§ Text passage:
--- START ---
This is a gentle, yet rigorous examination of the story of three different historic buildings, which have all survived into the 21st century in different ways-two of them rather against the odds. Each chapter is an engaging meditation on English history seen through the individual stories of these hardly connected places.
The connection comes only with the author herself. She was at the boarding school that was run at The Manor House at Limpsfield, Surrey, whose age and story had always intrigued her (she recalls her first reaction: ‘Looks like a hospital… Or a prison’). She stumbled on the remnant of Stapleton Hall, 16th century in origin, when exploring 1950s Hornsey (‘cracked stucco, blackened yellow brick, broken or missing front walls’).
And, finally, it was her cousins, the Milners, who owned the Old Vicarage at Taynton, Burford, Oxfordshire, for 39 years (‘Both my cousin and his wife were the children of vicars. It came naturally to them to inhabit a spacious if draughty and old-fashioned house’).
These are the places Gillian Tindall has chosen to explore for her book, and the many lives of the title are the numerous owners and long- and short-term occupiers whose tales she picks out and brings into the light for a moment. She does it with such deft skill that I think of a person lighting matches in the dark, creating unexpected bursts of flame and illuminating a whole room.
To anyone interested in old buildings, the process of discovering the history of any one place is challenging, enjoyable and frustrating all at once. You can find out so much and some things must be guessed at. But it takes a certain curiosity and grit to go as deep as Miss Tindall does into the strange juxtapositions of the inter-connected human lives that belong to such places.
As these begin to unfold, the narratives of her houses become as gripping as any novel. At her old school in Limpsfield, for instance, rather disappointing teachers are contrasted with an old girl (of whom she had never heard when a pupil) Diana Rowden, an unbelievably courageous SOE operative during the Second World War who was captured and executed.
Most altered and changed in use is London’s Stapleton Hall. It remained a working farm for most of the 19th century before the advance of the railway helped transform the once-rural parish into densely urban terraced streets. When Stapleton Hall ceased to be a home, it was the local Con-servative Club and, later still, a lorry drivers’ drinking club.
Today, both The Manor House at Limpsfield and Stapleton Hall have been divided into flats; only the Old Vicarage remains a single dwelling. Thanks to Miss Tindall, the stories of all three are now better understood than at any other point in their history, and all have their place in a perfectly crafted book.
--- END ---
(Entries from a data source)
--- START ---
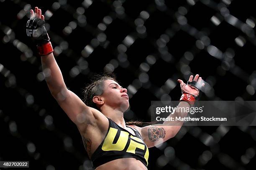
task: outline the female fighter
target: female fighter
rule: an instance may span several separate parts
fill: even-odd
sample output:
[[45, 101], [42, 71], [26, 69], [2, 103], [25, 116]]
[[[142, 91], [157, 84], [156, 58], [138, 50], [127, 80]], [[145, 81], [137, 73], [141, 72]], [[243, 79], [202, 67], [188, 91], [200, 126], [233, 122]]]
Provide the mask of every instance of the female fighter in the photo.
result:
[[[84, 102], [65, 84], [44, 20], [41, 9], [36, 7], [34, 12], [31, 10], [27, 35], [35, 40], [43, 69], [49, 73], [45, 79], [52, 96], [77, 126], [94, 168], [97, 170], [147, 170], [148, 148], [174, 137], [183, 122], [175, 126], [126, 126], [123, 113], [129, 106], [127, 90], [108, 76], [100, 78], [87, 88]], [[187, 84], [178, 80], [183, 93], [178, 107], [192, 105], [199, 93], [196, 87], [204, 85], [198, 75], [193, 81], [193, 78], [191, 75]], [[187, 114], [175, 112], [174, 115], [185, 117]], [[164, 125], [169, 124], [164, 122]]]

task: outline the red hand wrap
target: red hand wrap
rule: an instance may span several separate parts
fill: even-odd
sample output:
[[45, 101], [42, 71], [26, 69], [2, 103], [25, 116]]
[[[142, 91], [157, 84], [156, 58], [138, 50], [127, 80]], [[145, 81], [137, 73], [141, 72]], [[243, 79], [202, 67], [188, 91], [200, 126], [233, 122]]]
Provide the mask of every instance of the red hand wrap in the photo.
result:
[[190, 106], [192, 106], [194, 105], [196, 100], [194, 96], [190, 94], [183, 93], [180, 97], [179, 100], [186, 101], [189, 103]]
[[47, 42], [43, 45], [37, 46], [37, 50], [40, 55], [45, 55], [53, 52], [53, 48], [51, 42]]

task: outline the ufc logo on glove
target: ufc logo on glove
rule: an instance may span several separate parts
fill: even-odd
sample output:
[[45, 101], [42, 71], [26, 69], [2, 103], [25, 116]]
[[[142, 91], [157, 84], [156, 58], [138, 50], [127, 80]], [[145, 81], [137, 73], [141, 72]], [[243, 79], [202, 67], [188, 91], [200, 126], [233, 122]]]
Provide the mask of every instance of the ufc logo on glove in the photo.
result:
[[[31, 34], [33, 37], [37, 37], [36, 32], [37, 31], [37, 30], [26, 29], [27, 30], [27, 35], [28, 37], [31, 37]], [[32, 34], [33, 33], [33, 34]]]

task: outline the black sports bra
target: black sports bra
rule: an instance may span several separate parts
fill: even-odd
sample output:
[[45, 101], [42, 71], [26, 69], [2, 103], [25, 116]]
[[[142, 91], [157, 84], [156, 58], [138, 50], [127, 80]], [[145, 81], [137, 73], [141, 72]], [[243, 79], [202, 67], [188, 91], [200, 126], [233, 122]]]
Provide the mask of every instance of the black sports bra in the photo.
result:
[[133, 135], [118, 126], [110, 119], [106, 136], [92, 155], [95, 168], [107, 162], [118, 159], [133, 158], [148, 165], [148, 149], [138, 132], [131, 128]]

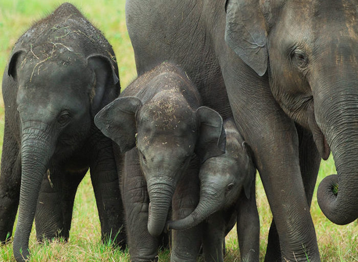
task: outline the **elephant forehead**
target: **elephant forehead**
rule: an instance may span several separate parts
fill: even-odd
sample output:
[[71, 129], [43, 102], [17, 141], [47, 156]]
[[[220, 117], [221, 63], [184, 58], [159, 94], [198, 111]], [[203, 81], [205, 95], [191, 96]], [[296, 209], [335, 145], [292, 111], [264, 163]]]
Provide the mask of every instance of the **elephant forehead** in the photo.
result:
[[89, 69], [78, 61], [39, 63], [28, 63], [21, 67], [19, 82], [22, 86], [37, 92], [48, 90], [50, 93], [71, 95], [76, 92], [83, 93], [86, 89], [83, 88], [94, 80]]
[[196, 130], [194, 111], [175, 99], [157, 100], [141, 110], [139, 126], [158, 132], [186, 132]]

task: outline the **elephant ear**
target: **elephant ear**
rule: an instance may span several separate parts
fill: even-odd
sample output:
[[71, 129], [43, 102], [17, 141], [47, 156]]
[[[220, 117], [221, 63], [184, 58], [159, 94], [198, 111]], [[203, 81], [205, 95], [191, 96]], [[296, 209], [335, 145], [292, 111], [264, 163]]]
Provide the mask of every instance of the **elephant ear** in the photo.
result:
[[[92, 113], [93, 116], [105, 105], [119, 95], [120, 86], [118, 72], [115, 70], [109, 58], [100, 54], [91, 55], [87, 57], [87, 63], [95, 73], [94, 95], [92, 98]], [[94, 93], [94, 94], [93, 94]]]
[[249, 199], [250, 195], [251, 195], [251, 189], [253, 188], [253, 184], [255, 183], [256, 169], [253, 166], [254, 154], [251, 149], [251, 147], [245, 141], [242, 142], [241, 146], [242, 147], [242, 149], [245, 152], [246, 156], [248, 158], [247, 161], [246, 161], [247, 165], [244, 169], [246, 172], [243, 179], [243, 190], [245, 192], [245, 195], [246, 195], [248, 199]]
[[8, 67], [8, 75], [14, 79], [17, 77], [17, 66], [21, 55], [25, 53], [24, 50], [18, 50], [14, 53], [10, 59]]
[[137, 97], [120, 97], [95, 117], [97, 127], [118, 144], [122, 153], [136, 146], [136, 116], [142, 104]]
[[195, 153], [201, 163], [225, 152], [226, 137], [222, 119], [216, 111], [206, 106], [196, 110], [199, 122], [199, 137]]
[[267, 67], [267, 33], [258, 0], [227, 0], [225, 41], [260, 76]]

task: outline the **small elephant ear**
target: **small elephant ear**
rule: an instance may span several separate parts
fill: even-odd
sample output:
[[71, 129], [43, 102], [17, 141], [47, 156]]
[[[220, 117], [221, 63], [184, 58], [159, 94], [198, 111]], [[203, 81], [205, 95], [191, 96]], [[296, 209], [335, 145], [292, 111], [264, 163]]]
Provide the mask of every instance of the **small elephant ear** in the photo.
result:
[[200, 126], [195, 153], [203, 163], [208, 158], [225, 152], [226, 137], [219, 113], [206, 106], [198, 108], [196, 113]]
[[95, 75], [94, 96], [92, 98], [92, 111], [93, 116], [119, 95], [120, 87], [118, 72], [115, 69], [109, 58], [95, 54], [87, 58], [88, 66]]
[[20, 56], [24, 54], [24, 50], [18, 50], [12, 54], [8, 67], [8, 75], [15, 79], [17, 76], [17, 66]]
[[254, 184], [255, 182], [256, 169], [253, 165], [253, 152], [251, 147], [245, 141], [242, 142], [241, 146], [244, 151], [246, 152], [246, 156], [248, 158], [248, 161], [246, 161], [247, 166], [245, 167], [244, 169], [246, 172], [243, 179], [243, 190], [245, 192], [245, 195], [246, 195], [248, 199], [249, 199], [251, 195], [251, 189], [255, 188], [254, 185], [253, 185], [253, 184]]
[[225, 41], [260, 76], [267, 67], [267, 33], [258, 0], [227, 0]]
[[136, 146], [136, 115], [142, 102], [135, 97], [117, 98], [95, 117], [95, 124], [102, 133], [125, 152]]

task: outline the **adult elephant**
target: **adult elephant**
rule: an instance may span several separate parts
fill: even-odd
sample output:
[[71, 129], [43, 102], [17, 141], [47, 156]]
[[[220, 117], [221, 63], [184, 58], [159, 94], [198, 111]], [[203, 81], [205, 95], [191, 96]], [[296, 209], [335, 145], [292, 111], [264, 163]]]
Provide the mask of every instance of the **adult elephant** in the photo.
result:
[[102, 239], [124, 246], [125, 234], [116, 235], [123, 207], [112, 142], [94, 122], [120, 89], [111, 47], [70, 4], [15, 45], [3, 80], [0, 242], [11, 236], [18, 205], [16, 261], [29, 255], [34, 216], [38, 239], [68, 238], [75, 195], [88, 168]]
[[241, 124], [275, 222], [265, 261], [320, 260], [309, 206], [321, 157], [330, 150], [338, 174], [320, 185], [320, 206], [337, 224], [358, 215], [357, 6], [356, 0], [127, 1], [138, 74], [173, 61], [205, 105], [224, 118], [231, 107]]

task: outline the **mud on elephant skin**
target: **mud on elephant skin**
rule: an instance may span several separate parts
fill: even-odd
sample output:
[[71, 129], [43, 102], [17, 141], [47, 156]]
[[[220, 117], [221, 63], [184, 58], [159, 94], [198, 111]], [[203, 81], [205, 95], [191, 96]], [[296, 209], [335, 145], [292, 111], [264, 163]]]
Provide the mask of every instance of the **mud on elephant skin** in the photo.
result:
[[[18, 205], [17, 261], [29, 254], [34, 216], [38, 239], [59, 232], [68, 238], [75, 194], [88, 168], [102, 239], [114, 238], [122, 227], [112, 142], [94, 122], [120, 92], [115, 57], [102, 33], [68, 3], [14, 47], [3, 80], [0, 241], [11, 235]], [[123, 232], [117, 241], [125, 244]]]
[[[122, 152], [127, 152], [121, 186], [132, 260], [155, 256], [157, 237], [163, 231], [177, 186], [185, 176], [196, 172], [197, 177], [198, 162], [193, 154], [204, 162], [225, 152], [222, 119], [200, 106], [202, 103], [185, 73], [164, 62], [140, 76], [95, 118], [103, 134]], [[186, 202], [184, 199], [191, 198], [188, 202], [195, 203], [187, 208], [191, 212], [198, 201], [198, 188], [187, 191], [188, 195], [182, 198]], [[197, 232], [191, 235], [200, 237]], [[199, 246], [197, 242], [190, 248]], [[194, 253], [195, 259], [197, 252], [187, 253]]]
[[226, 120], [223, 126], [226, 152], [202, 164], [197, 206], [186, 217], [168, 222], [167, 227], [168, 230], [183, 230], [206, 221], [203, 226], [206, 261], [222, 261], [225, 237], [237, 222], [241, 261], [258, 261], [260, 222], [252, 152], [233, 119]]
[[339, 190], [336, 196], [334, 180], [325, 180], [320, 205], [337, 223], [358, 216], [357, 6], [356, 0], [127, 0], [138, 74], [162, 61], [181, 64], [204, 105], [224, 118], [231, 107], [242, 124], [280, 238], [270, 234], [267, 252], [281, 251], [266, 261], [305, 260], [307, 250], [310, 261], [320, 260], [309, 210], [320, 156], [330, 148]]

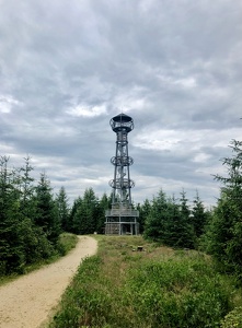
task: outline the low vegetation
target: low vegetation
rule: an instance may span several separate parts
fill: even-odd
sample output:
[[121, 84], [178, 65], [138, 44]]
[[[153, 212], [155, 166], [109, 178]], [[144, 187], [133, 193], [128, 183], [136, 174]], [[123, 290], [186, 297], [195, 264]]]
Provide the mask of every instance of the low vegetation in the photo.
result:
[[53, 254], [51, 257], [48, 257], [47, 259], [42, 259], [38, 261], [35, 261], [33, 263], [25, 265], [22, 268], [22, 272], [13, 272], [12, 274], [8, 276], [0, 276], [0, 285], [4, 284], [13, 279], [15, 279], [20, 273], [28, 273], [33, 270], [39, 269], [44, 265], [51, 263], [59, 259], [61, 256], [65, 256], [68, 254], [72, 248], [76, 247], [78, 243], [78, 236], [70, 233], [62, 233], [59, 235], [59, 238], [57, 241], [57, 250]]
[[141, 237], [97, 238], [49, 327], [241, 327], [228, 324], [239, 323], [241, 291], [210, 257]]

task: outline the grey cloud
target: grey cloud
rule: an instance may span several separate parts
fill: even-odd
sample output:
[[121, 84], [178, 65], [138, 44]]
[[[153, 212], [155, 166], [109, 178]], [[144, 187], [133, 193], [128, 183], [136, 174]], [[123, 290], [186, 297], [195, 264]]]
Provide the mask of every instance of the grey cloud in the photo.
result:
[[[228, 0], [1, 1], [1, 153], [30, 153], [71, 199], [89, 184], [108, 191], [110, 119], [124, 110], [135, 120], [137, 200], [161, 185], [200, 187], [214, 203], [210, 172], [240, 138], [241, 12]], [[165, 141], [169, 149], [152, 149]]]

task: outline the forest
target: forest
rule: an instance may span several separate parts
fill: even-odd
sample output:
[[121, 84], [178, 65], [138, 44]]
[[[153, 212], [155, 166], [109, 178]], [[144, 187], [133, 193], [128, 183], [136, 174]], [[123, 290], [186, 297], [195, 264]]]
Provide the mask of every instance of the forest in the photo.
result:
[[[205, 208], [198, 192], [191, 201], [185, 190], [175, 198], [162, 186], [152, 200], [134, 208], [140, 212], [140, 233], [147, 241], [201, 250], [241, 281], [242, 141], [232, 140], [230, 148], [231, 156], [222, 160], [227, 176], [214, 177], [221, 187], [212, 209]], [[62, 232], [104, 233], [111, 196], [99, 198], [90, 187], [70, 206], [65, 187], [55, 195], [46, 174], [41, 173], [39, 180], [32, 177], [28, 156], [19, 168], [10, 162], [8, 156], [0, 159], [0, 276], [23, 273], [26, 266], [61, 254]]]

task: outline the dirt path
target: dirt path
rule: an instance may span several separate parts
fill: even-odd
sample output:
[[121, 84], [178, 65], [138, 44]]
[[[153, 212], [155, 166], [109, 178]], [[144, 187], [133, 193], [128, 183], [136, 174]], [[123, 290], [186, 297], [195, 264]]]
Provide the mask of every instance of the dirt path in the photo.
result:
[[0, 328], [36, 328], [58, 305], [81, 260], [95, 254], [94, 238], [82, 236], [66, 257], [0, 286]]

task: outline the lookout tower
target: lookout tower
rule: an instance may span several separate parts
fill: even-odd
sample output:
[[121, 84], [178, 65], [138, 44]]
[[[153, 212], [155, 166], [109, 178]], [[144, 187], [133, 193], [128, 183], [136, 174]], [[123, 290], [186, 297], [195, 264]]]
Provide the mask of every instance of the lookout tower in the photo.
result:
[[128, 155], [128, 133], [134, 129], [134, 120], [128, 115], [119, 114], [111, 119], [110, 125], [116, 133], [116, 152], [111, 159], [114, 165], [114, 178], [110, 181], [113, 189], [112, 209], [105, 212], [105, 234], [137, 235], [139, 212], [131, 204], [135, 183], [129, 173], [134, 160]]

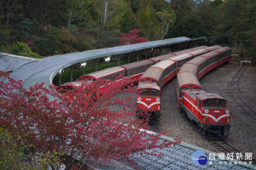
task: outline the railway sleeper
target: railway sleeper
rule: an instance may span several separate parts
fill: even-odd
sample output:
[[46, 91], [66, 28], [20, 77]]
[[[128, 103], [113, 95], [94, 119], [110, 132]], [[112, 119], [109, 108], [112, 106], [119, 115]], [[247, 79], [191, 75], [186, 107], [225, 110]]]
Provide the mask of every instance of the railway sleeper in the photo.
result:
[[230, 124], [218, 125], [218, 124], [201, 124], [199, 120], [192, 114], [186, 107], [181, 105], [181, 114], [187, 116], [197, 128], [201, 133], [207, 138], [212, 139], [225, 139], [230, 133]]

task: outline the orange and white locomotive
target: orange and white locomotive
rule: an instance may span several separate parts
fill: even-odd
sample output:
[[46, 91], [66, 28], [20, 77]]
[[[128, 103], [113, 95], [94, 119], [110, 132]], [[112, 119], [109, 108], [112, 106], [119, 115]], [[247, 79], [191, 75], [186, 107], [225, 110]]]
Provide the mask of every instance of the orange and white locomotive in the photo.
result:
[[230, 60], [230, 48], [221, 48], [184, 64], [177, 76], [177, 101], [181, 113], [207, 137], [226, 138], [230, 133], [230, 110], [221, 96], [206, 93], [198, 81]]

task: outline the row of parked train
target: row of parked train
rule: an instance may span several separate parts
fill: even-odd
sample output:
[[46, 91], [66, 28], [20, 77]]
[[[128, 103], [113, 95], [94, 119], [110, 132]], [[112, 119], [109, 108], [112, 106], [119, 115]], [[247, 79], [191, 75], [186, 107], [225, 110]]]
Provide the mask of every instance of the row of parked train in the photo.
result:
[[[230, 126], [226, 100], [217, 94], [204, 92], [198, 79], [229, 61], [230, 54], [231, 50], [227, 47], [200, 46], [83, 75], [77, 81], [64, 83], [59, 88], [75, 89], [81, 84], [91, 84], [99, 79], [138, 80], [137, 116], [149, 116], [149, 122], [155, 123], [160, 116], [161, 88], [177, 76], [181, 113], [195, 122], [203, 134], [227, 137]], [[101, 90], [104, 88], [102, 86]]]

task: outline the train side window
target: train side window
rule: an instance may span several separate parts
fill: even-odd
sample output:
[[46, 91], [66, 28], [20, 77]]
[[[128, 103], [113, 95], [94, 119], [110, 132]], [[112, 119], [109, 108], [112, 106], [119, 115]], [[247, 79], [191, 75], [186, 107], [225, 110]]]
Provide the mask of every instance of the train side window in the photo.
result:
[[140, 95], [147, 95], [147, 89], [142, 89], [139, 91]]
[[212, 107], [212, 99], [203, 100], [203, 106], [204, 107]]
[[150, 90], [150, 95], [151, 96], [158, 96], [159, 95], [159, 91], [158, 90]]

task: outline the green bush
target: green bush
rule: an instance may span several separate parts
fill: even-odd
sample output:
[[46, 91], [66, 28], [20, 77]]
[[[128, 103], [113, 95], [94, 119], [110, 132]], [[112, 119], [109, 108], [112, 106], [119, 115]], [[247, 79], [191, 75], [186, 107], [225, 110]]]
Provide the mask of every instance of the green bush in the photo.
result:
[[26, 56], [30, 58], [35, 58], [35, 59], [42, 59], [43, 57], [39, 54], [33, 53], [29, 47], [24, 43], [23, 42], [17, 42], [16, 44], [13, 46], [8, 46], [1, 47], [1, 50], [5, 53], [15, 54], [15, 55], [20, 55], [20, 56]]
--- END ---
§ Prompt: According to the book review, how long did the Milners own the Old Vicarage at Taynton? Answer from the book review alone.

§ Result for this task: 39 years.